**Text to read:**

^^^^

Figure 2Time-averaged velocity profiles for the aligned-incoming-wind case with medium ambient turbulence (TIa = 8.8 %). Horizontal dashed lines indicate the rotor-swept area.
Figure 3Time-averaged velocity profiles for the aligned-incoming-wind case with high ambient turbulence (TIa = 12 %). Horizontal dashed lines indicate the rotor-swept area.
Figures 2 and 3 show time-averaged velocity profiles for the medium- (TIa = 8.8 %) and high-ambient-turbulence (TIa = 12 %) cases, respectively. The wake development behind each turbine is similar to the low-turbulence case, but higher turbulence levels and thus stronger meandering lead to faster wake recovery and a quicker transition toward Gaussian profiles. As in the low-turbulence case, DWMDTU shows a more distinct near-wake profile than the other models at x=2.5 D for all turbines and for both TIa = 8.8 % and TIa = 12 %. Under medium ambient turbulence, only traces of the characteristic near-wake profile are visible in the wakes of DWMNREL and LESUU (evident at x = 2.5 D downstream of all turbines for DWMNREL and only at xt=1 = 2.5 D downstream of Turbine 1 for LESUU). For the high-ambient-turbulence case, the wakes predicted by both DWMNREL and LESUU have developed to Gaussian profiles by x = 2.5 D behind all turbines. It should be noted, however, that for power and load predictions, the near wake at x = 2.5 D has minor importance.
More relevant are the profiles at x = 5 D downstream and just upstream of the next turbine in the row. Here, DWMIFE, and to a lesser degree DWMNREL, tends to underpredict the centreline deficit, while DWMDTU slightly overpredicts the deficit compared to LESUU. As in the TIa = 4.6 % case, DWMIFE is the only DWM model that captures the increase in deficit outside the rotor span in the horizontal profiles along the turbine row, although not to the same extent as LESUU. For the vertical profiles, however, DWMIFE does not show such an increase along the row. Again, DWMDTU and DWMNREL show only minor development in the flow along the turbine row when comparing the wakes of Turbine 1 and Turbine 2 and especially when comparing the wakes of Turbines 2–4.

^^^^

**Objectives:**
**1)** In the passage on wind turbine wakes, which DWM model is the only one that captures the increase in deficit outside the rotor span in the horizontal profiles along the turbine row?
**2)** Write the next part of the passage on wind turbine wakes, picking up after its final sentence.

**Supplied information:**
^^^^

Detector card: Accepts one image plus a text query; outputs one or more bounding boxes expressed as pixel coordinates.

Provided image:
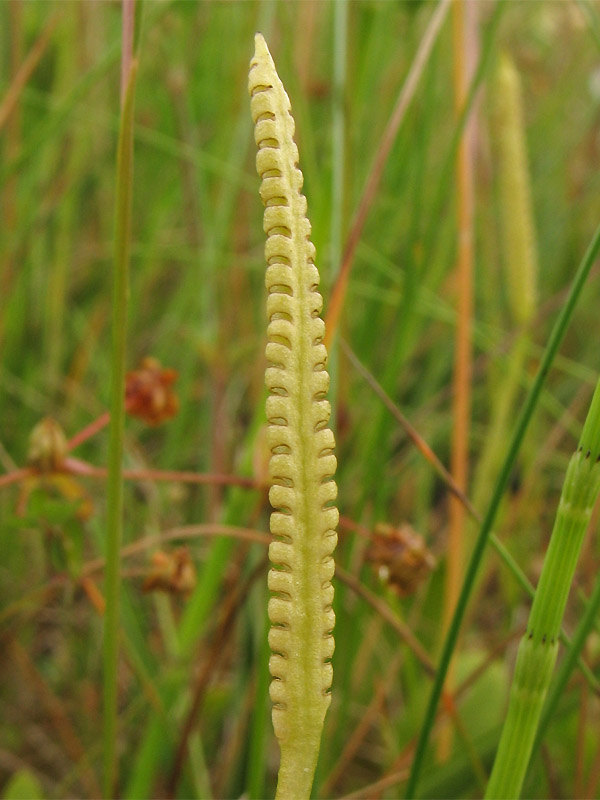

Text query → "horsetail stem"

^^^^

**Expected outputs:**
**1)** DWMIFE

**2)**
LESUU shows some notable differences in the flow field as the ambient turbulence level increases: as mentioned, the asymmetry about y=0 becomes more pronounced for higher ambient turbulence, and a strong acceleration of the flow appears near the surface behind all turbines. In addition, the wake moves slightly upward, noticeable behind Turbine 2 and further downstream. This upward deflection is likely due to the non-zero turbine tilt angle for the TIa = 8.8 % and TIa = 12 % cases, which causes the wakes to deflect upwards. DWMNREL is the only DWM model that accounts for rotor tilt when calculating the flow. Even though an upward wake deflection is not evident for DWMNREL in the velocity profiles, it becomes visible in the wake centre position plots in Sect. 3.1.2.
Figure 4Profiles of velocity standard deviation for the aligned-incoming-wind case with low ambient turbulence (TIa = 4.6 %). Horizontal dashed lines indicate the rotor-swept area. LESUU data are not available at due to a lack of time-resolved data at this axial position.
Figure 5Profiles of velocity standard deviation for the aligned-incoming-wind case with medium ambient turbulence (TIa = 8.8 %). Horizontal dashed lines indicate the rotor-swept area.
Figure 6Profiles of velocity standard deviation for the aligned-incoming-wind case with high ambient turbulence (TIa = 12 %). Horizontal dashed lines indicate the rotor-swept area.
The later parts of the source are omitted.